» OBJECTIVE
Render the records below as a Markdown table with two columns, Row for the row number and Line for the text of each line, skipping any blank lines. Leave the pictures out of your answer.

» Extracted records

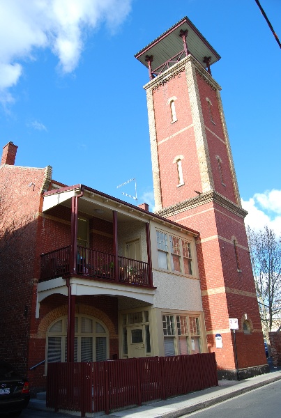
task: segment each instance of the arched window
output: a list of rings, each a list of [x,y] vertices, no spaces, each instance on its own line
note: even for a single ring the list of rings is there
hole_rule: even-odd
[[[222,173],[222,159],[218,155],[215,155],[215,158],[217,159],[217,161],[218,161],[218,171],[220,173],[220,181],[222,183],[222,185],[225,186],[225,180],[224,180],[224,178],[223,178],[223,173]]]
[[[212,111],[212,106],[213,106],[213,104],[212,104],[212,102],[210,100],[210,99],[208,99],[208,98],[206,98],[206,102],[208,103],[208,111],[210,112],[210,116],[211,116],[211,121],[214,125],[215,125],[215,121],[214,121],[213,118],[213,111]]]
[[[236,240],[234,239],[233,240],[233,245],[234,246],[234,252],[235,252],[235,258],[236,260],[237,271],[239,273],[241,273],[241,272],[242,272],[242,270],[240,268],[239,258],[238,256],[238,251],[237,251],[237,241],[236,241]]]
[[[108,358],[108,331],[95,318],[75,316],[75,362],[102,362]],[[66,362],[67,317],[57,319],[47,332],[46,359],[48,363]]]

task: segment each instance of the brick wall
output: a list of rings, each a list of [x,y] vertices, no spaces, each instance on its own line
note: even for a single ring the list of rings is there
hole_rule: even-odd
[[[0,357],[24,373],[38,279],[39,260],[35,255],[38,214],[50,176],[48,167],[0,167]]]
[[[154,180],[155,196],[160,192],[158,204],[161,201],[162,206],[159,213],[200,231],[197,247],[207,342],[208,350],[215,351],[219,369],[235,369],[229,318],[239,321],[239,368],[266,365],[243,222],[245,214],[239,206],[220,87],[191,58],[185,59],[182,67],[177,65],[174,73],[171,69],[165,79],[159,77],[151,82],[153,107],[148,93],[153,167],[157,172],[158,164],[159,169],[159,183]],[[174,123],[171,98],[177,117]],[[184,181],[179,187],[174,163],[177,155],[181,155]],[[206,201],[204,194],[212,190],[220,195]],[[195,196],[197,201],[193,206],[187,203],[185,209],[183,202]],[[173,208],[170,212],[169,207]],[[243,329],[245,316],[252,324],[249,334]],[[215,347],[217,333],[222,334],[222,349]]]

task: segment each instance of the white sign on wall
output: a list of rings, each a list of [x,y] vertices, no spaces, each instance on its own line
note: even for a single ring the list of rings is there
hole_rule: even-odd
[[[237,318],[229,318],[229,328],[231,330],[238,330]]]

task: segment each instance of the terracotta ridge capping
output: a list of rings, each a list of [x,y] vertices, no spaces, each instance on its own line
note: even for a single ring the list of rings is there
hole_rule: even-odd
[[[215,190],[202,193],[200,196],[192,197],[168,208],[158,210],[157,214],[162,217],[172,216],[187,209],[192,209],[192,208],[196,208],[209,202],[218,203],[242,218],[245,218],[248,215],[247,210],[245,210],[245,209],[243,209],[243,208],[241,208]]]

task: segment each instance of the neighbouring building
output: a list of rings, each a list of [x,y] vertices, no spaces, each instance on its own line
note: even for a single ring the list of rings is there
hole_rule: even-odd
[[[155,213],[61,184],[50,166],[16,166],[17,146],[3,147],[0,355],[36,389],[51,362],[215,351],[220,378],[268,371],[246,212],[210,71],[220,56],[185,17],[136,57],[151,77]]]

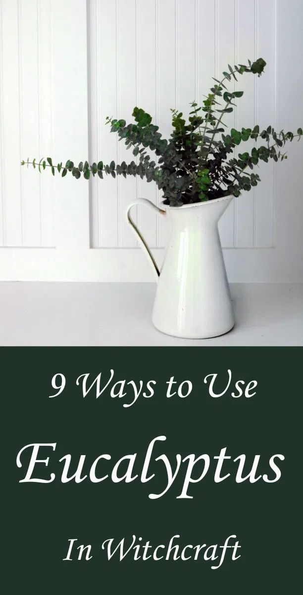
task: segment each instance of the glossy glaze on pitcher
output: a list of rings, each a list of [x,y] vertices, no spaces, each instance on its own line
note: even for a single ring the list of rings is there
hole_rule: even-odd
[[[152,259],[157,281],[153,322],[162,332],[184,338],[206,339],[227,333],[233,326],[217,227],[232,200],[232,197],[227,196],[182,207],[162,203],[160,209],[146,199],[136,201],[152,205],[171,224],[160,272],[130,216],[129,207],[128,222]]]

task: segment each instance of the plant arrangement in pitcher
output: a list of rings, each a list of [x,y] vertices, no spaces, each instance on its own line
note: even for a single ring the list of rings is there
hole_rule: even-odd
[[[127,124],[124,120],[106,118],[111,126],[111,131],[115,132],[119,140],[124,140],[128,149],[132,148],[132,154],[138,156],[135,161],[127,164],[122,161],[116,164],[113,161],[105,165],[103,161],[89,165],[87,161],[75,165],[68,159],[65,165],[53,164],[52,158],[43,158],[39,163],[36,159],[21,161],[21,165],[31,165],[42,169],[50,167],[53,175],[56,170],[62,177],[67,172],[78,180],[83,175],[86,180],[91,176],[140,176],[148,182],[154,181],[162,191],[164,203],[171,206],[182,206],[192,203],[211,201],[229,195],[238,196],[241,190],[250,190],[260,181],[254,166],[259,161],[267,162],[287,159],[282,149],[286,141],[295,137],[299,140],[302,134],[299,128],[296,134],[283,130],[277,132],[272,126],[260,130],[254,128],[232,128],[226,131],[223,122],[226,114],[233,111],[236,107],[234,100],[242,97],[243,91],[229,92],[226,84],[237,77],[248,73],[258,77],[263,72],[266,62],[262,58],[255,62],[238,64],[233,68],[228,65],[228,71],[223,73],[219,81],[214,79],[214,84],[210,89],[201,107],[194,101],[190,105],[188,123],[182,114],[172,109],[173,131],[171,138],[162,138],[158,126],[152,124],[151,116],[141,108],[135,107],[132,112],[134,124]],[[219,138],[220,135],[220,138]],[[251,139],[264,141],[264,144],[254,147],[251,152],[238,152],[237,156],[231,156],[235,147]],[[157,162],[152,160],[147,149],[153,151],[158,158]],[[248,170],[251,171],[249,171]],[[251,171],[254,170],[254,171]]]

» TASK RESULT
| Row | Line |
|---|---|
| 1 | task: segment each instance of the arched window |
| 2 | output: a list of rings, each a list of [x,y] vertices, no spaces, each instance on its own line |
| 3 | note: even for a single ring the list of rings is there |
| 4 | hole_rule: even-odd |
| 5 | [[[222,173],[222,159],[218,155],[215,155],[215,158],[217,159],[217,161],[218,161],[218,171],[220,173],[220,181],[222,183],[222,185],[225,186],[225,180],[224,180],[224,178],[223,178],[223,173]]] |
| 6 | [[[212,111],[212,106],[213,106],[213,104],[212,104],[212,102],[210,100],[210,99],[208,99],[208,98],[206,98],[206,102],[208,103],[208,111],[210,112],[210,116],[211,116],[211,121],[214,125],[215,125],[215,121],[214,121],[213,118],[213,111]]] |
| 7 | [[[236,240],[234,239],[233,240],[233,245],[234,246],[234,252],[235,252],[235,258],[236,260],[237,271],[239,273],[241,273],[241,272],[242,272],[242,270],[240,268],[239,258],[238,256],[238,251],[237,251],[237,241],[236,241]]] |
| 8 | [[[108,358],[108,331],[95,318],[75,316],[75,362],[102,362]],[[66,362],[67,317],[57,319],[47,332],[46,359],[48,363]]] |
| 9 | task: segment each instance of the brick wall |
| 10 | output: a list of rings, each a list of [x,y] vertices, no spaces, each instance on its own line |
| 11 | note: even for a single ring the list of rings is there |
| 12 | hole_rule: even-odd |
| 13 | [[[0,357],[24,373],[38,279],[39,260],[35,255],[38,214],[50,176],[48,167],[0,167]]] |
| 14 | [[[154,180],[155,196],[160,192],[158,204],[161,201],[162,206],[159,213],[200,231],[197,247],[207,342],[208,350],[215,351],[219,369],[235,369],[229,318],[239,321],[239,368],[266,365],[243,222],[245,214],[239,206],[220,87],[191,58],[185,59],[182,67],[177,65],[174,73],[171,69],[165,79],[159,77],[151,82],[153,107],[148,93],[153,167],[157,172],[158,164],[159,169],[159,183]],[[174,123],[171,98],[177,117]],[[184,181],[179,187],[174,163],[177,155],[181,155]],[[206,201],[204,194],[212,190],[220,195]],[[195,196],[197,201],[193,206],[187,203],[185,209],[183,202]],[[173,208],[170,212],[169,207]],[[243,329],[245,316],[252,324],[249,334]],[[215,347],[217,333],[222,334],[222,349]]] |
| 15 | task: segment each instance of the white sign on wall |
| 16 | output: a list of rings, each a list of [x,y] vertices, no spaces, each instance on its own line |
| 17 | note: even for a single ring the list of rings is there |
| 18 | hole_rule: even-odd |
| 19 | [[[237,318],[229,318],[229,328],[231,330],[238,330]]] |
| 20 | task: segment each instance of the terracotta ridge capping |
| 21 | output: a list of rings, each a list of [x,y] vertices, no spaces, each instance on its own line |
| 22 | note: even for a single ring the list of rings is there |
| 23 | hole_rule: even-odd |
| 24 | [[[215,190],[202,193],[200,196],[192,197],[168,208],[158,210],[157,214],[162,217],[172,216],[187,209],[192,209],[192,208],[196,208],[209,202],[218,203],[242,218],[245,218],[248,215],[247,210],[245,210],[245,209],[243,209],[243,208],[241,208]]] |
| 25 | task: segment each instance of the neighbouring building |
| 26 | output: a list of rings, each a list of [x,y] vertices, no spaces, each instance on its own line |
| 27 | note: even for a single ring the list of rings is there |
| 28 | hole_rule: even-odd |
| 29 | [[[155,213],[61,184],[50,166],[16,166],[17,146],[3,147],[0,355],[36,389],[51,362],[215,351],[220,378],[268,371],[246,212],[210,71],[220,56],[185,17],[136,57],[151,77]]] |
| 30 | task: segment each instance of the glossy glaze on pitcher |
| 31 | output: a list of rings, each a list of [x,y] vertices, no spaces, each instance on its own line |
| 32 | note: even for a single ring the list of rings is there |
| 33 | hole_rule: even-odd |
| 34 | [[[152,259],[157,281],[153,322],[162,332],[184,338],[206,339],[227,333],[233,326],[217,227],[232,200],[232,197],[227,196],[182,207],[162,203],[160,209],[146,199],[136,201],[152,205],[171,224],[160,272],[130,216],[129,207],[128,222]]] |
| 35 | task: segment each instance of the plant arrangement in pitcher |
| 36 | output: a list of rings, each a list of [x,y] vertices, no spaces, each instance on its own line |
| 37 | note: even for a single ring the list of rings is there |
| 38 | hole_rule: even-odd |
| 39 | [[[127,124],[124,120],[106,118],[111,126],[111,131],[115,132],[119,140],[124,140],[128,149],[132,148],[132,154],[138,156],[135,161],[127,164],[122,161],[116,164],[113,161],[105,165],[103,161],[89,165],[87,161],[75,165],[68,159],[65,165],[53,164],[52,158],[43,158],[39,163],[36,159],[21,161],[21,165],[31,165],[42,169],[50,167],[53,175],[56,170],[62,177],[67,172],[78,180],[83,175],[86,180],[91,176],[140,176],[148,182],[154,181],[162,191],[164,203],[171,206],[182,206],[192,203],[211,201],[229,195],[238,196],[241,190],[250,190],[260,181],[254,166],[259,161],[267,162],[287,159],[282,149],[286,141],[295,137],[299,140],[302,134],[299,128],[296,134],[283,130],[277,132],[272,126],[260,130],[254,128],[232,128],[226,131],[223,122],[226,114],[233,111],[236,107],[234,100],[242,97],[243,91],[229,92],[226,84],[237,77],[248,73],[258,77],[263,72],[266,62],[262,58],[255,62],[238,64],[233,68],[228,65],[228,71],[223,73],[219,81],[214,79],[214,84],[210,89],[201,107],[194,101],[190,105],[188,123],[182,114],[172,109],[173,131],[171,138],[162,138],[158,126],[152,124],[151,116],[141,108],[135,107],[132,112],[134,124]],[[219,138],[220,135],[220,138]],[[251,139],[264,141],[264,144],[254,147],[251,152],[238,152],[237,156],[231,156],[235,147]],[[157,162],[152,160],[147,149],[153,151],[158,158]],[[248,170],[251,171],[249,171]],[[251,171],[254,170],[254,171]]] |